--- Required work ---
All lines from the line containing "Target: green grass" up to and including the last line of the entries must be written out exactly, with no others.
%%
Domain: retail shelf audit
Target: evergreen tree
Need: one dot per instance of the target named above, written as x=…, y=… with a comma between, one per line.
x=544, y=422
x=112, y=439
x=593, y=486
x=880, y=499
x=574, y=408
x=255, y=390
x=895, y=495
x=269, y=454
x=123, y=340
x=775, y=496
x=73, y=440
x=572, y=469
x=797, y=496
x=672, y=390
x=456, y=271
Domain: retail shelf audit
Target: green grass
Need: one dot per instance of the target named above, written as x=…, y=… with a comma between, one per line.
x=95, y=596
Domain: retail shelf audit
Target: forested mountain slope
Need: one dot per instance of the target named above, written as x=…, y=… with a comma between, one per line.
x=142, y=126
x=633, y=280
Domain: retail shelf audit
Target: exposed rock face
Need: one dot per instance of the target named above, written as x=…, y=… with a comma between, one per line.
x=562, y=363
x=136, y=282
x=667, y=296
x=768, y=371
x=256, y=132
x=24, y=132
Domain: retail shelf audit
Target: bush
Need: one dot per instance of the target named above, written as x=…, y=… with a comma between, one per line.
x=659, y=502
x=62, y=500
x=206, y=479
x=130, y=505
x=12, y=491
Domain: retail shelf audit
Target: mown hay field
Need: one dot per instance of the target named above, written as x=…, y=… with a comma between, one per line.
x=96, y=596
%%
--- Exercise output ---
Target: green grass
Need: one dot per instance of the target named above, written as x=…, y=… with a comma between, one per line.
x=95, y=596
Domain: retail shelf audit
Target: forested mountain slope
Need: one dot per instance of the target named above, written as x=…, y=… with a comma between, one per line.
x=142, y=126
x=633, y=280
Domain: retail shelf audit
Target: exposed rock face
Need: one dot per instance of the target named above, written as x=…, y=… with a comma between, one per line.
x=562, y=363
x=136, y=282
x=667, y=296
x=768, y=371
x=256, y=132
x=24, y=132
Domain: retail shelf audit
Target: bush
Need: one dot per instance of the target named above, written as x=…, y=… with a comma between, one per line.
x=659, y=502
x=62, y=500
x=206, y=479
x=130, y=505
x=12, y=491
Domain: retail shelf audit
Target: mown hay field
Need: one dot per instance of the target named above, written as x=…, y=… with a comma between, one per line.
x=96, y=596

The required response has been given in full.